--- YOUR TASK ---
Extend the passage about sex work and law enforcement, picking up after its final sentence.

____ EXCERPTED PASSAGE

However the downside of this faith technology and markets is that many people who don't have the capital/know-how to stay ahead of that are going to get crushed under the legal steamroller in the meantime, and police and prosecutors have a habit fo going after easy targets and relying on popular prejudice to get away with it. Nobody in the sex work community is in favor of human trafficking, and it's a real thing that should definitely be curtailed. But curtailing organized crime takes a lot of diligent effort, so what often happens is that legislators broaden the definition of crime and then law enforcement sweeps up marginalized people to make quotas that support budget requests.

My SW friends tell this has been a perennial problem and also have harsh words for the 'nonprofit industrial complex' which vacuums up a lot of grant money but requires a steady supply of victims to assist in order to maintain their cash flow. Naturally that sector lobbies government, and so do sex workers, but since sex workers often find themselves in a legal grey area to start with any sort of political organizing on their part actually exposes them to greater liability.

________
____ STORED DATA

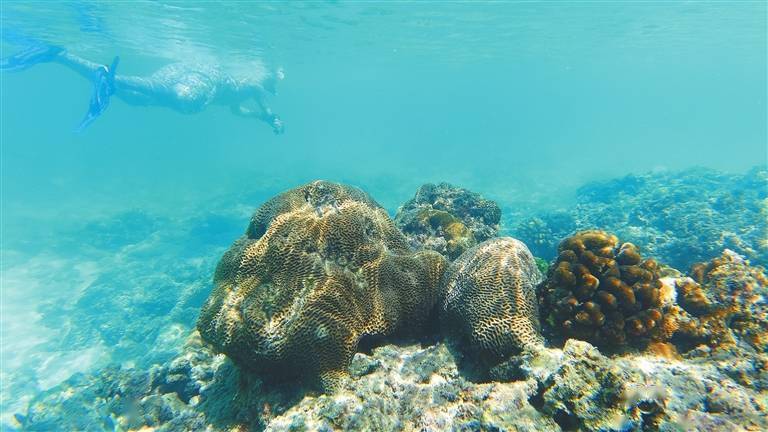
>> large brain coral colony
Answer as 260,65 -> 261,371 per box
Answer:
442,237 -> 544,357
539,231 -> 674,348
395,183 -> 501,259
197,181 -> 446,391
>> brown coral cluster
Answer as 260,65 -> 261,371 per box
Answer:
442,237 -> 543,356
675,250 -> 768,352
538,230 -> 674,347
197,182 -> 446,390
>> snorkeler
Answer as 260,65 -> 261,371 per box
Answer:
0,45 -> 284,134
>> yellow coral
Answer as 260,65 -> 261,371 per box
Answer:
539,230 -> 668,347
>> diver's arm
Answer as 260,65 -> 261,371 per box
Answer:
230,98 -> 285,135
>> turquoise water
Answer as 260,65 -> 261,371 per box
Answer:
0,1 -> 768,424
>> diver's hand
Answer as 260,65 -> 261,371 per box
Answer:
272,116 -> 285,135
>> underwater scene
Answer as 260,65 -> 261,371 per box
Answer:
0,0 -> 768,432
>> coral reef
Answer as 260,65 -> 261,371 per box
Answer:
505,166 -> 768,269
538,231 -> 671,348
395,183 -> 501,259
673,249 -> 768,353
197,181 -> 445,390
442,237 -> 544,357
16,334 -> 768,432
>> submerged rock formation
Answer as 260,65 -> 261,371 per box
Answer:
395,183 -> 501,259
197,181 -> 445,390
508,165 -> 768,269
17,334 -> 768,432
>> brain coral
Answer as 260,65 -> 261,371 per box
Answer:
197,182 -> 446,391
538,231 -> 671,347
395,183 -> 501,259
442,237 -> 543,356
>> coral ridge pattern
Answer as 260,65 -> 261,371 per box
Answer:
197,181 -> 445,390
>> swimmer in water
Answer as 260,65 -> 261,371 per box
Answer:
0,45 -> 284,134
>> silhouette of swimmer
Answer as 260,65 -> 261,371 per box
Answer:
0,45 -> 284,134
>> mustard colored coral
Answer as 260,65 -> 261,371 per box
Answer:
539,230 -> 668,347
197,182 -> 446,390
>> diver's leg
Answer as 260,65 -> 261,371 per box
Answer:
256,97 -> 285,135
0,45 -> 64,72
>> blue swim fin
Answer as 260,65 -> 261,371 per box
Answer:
76,57 -> 120,132
0,44 -> 64,72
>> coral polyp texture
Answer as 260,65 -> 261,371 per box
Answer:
675,250 -> 768,353
395,183 -> 501,259
538,230 -> 672,347
197,181 -> 446,391
442,237 -> 543,356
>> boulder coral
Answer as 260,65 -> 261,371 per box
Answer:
673,249 -> 768,353
395,183 -> 501,259
441,237 -> 543,357
538,230 -> 673,348
197,181 -> 446,391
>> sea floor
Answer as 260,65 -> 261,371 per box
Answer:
0,168 -> 768,431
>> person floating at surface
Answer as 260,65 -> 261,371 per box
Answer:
0,45 -> 284,134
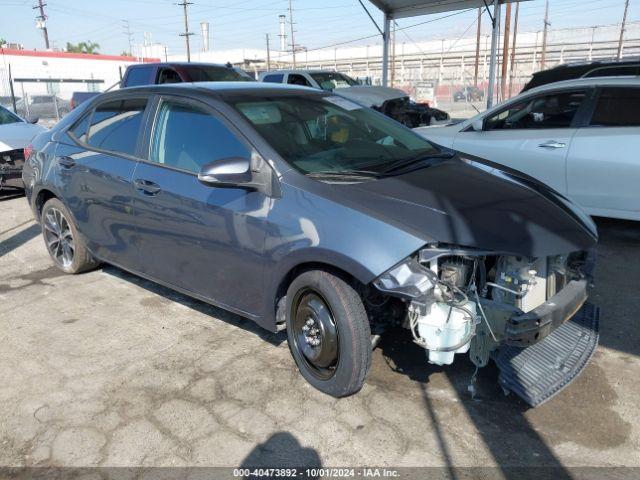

________

--- RESPONSE TO THE TASK ---
I don't know how you get to the "New communities will form. New services will thrive" part of your argument. I agree there is a potentially positive outcome to a rejection of centralized social media, but this legislation will have the opposite effect. It will have a chilling effect that will push against the formation of new communities.

When the established, deep-pocketed players start making these kinds of decisions out of fear of prosecution, how is this going to effect the small/new players? New communities won't be able to effectively monitor and filter their content, and won't have the resources to defend themselves in court. At best "that stuff" will move to sketchy and ephemeral locations similar to file sharing "pirate" sties. At worse your web 3.0 will consist of nothing but "PG, corporate sanctioned mass market internet".


> New communities will form. New services will thrive.

The new communities are subject to the same law.

The problem is that the economics of complying with this are entirely impractical. The only choices are to go bankrupt trying to comply, shut down the service preemptively, or not comply. The big services know that so they're shutting down.

The question is how aggressive prosecutors will be about enforcement.

If they're lax then communities will proliferate but they'll all be subject to destruction at any time because they're breaking the law. So everyone is living in the dystopian Soviet hell where there is no rule of law, there are only the whims of government bureaucrats, and all the chilling effects and self-censorship that comes with it. And entire communities will periodically be wiped out essentially at random.

Whereas if enforcement is vigorous then the communities will exist because they'll get better at evading law enforcement by improving security, hosting in other countries, etc. You end up driving evolution to a level of lawlessness that nobody wants -- open murder markets etc.

There is no scenario where this can end well, other than repeal.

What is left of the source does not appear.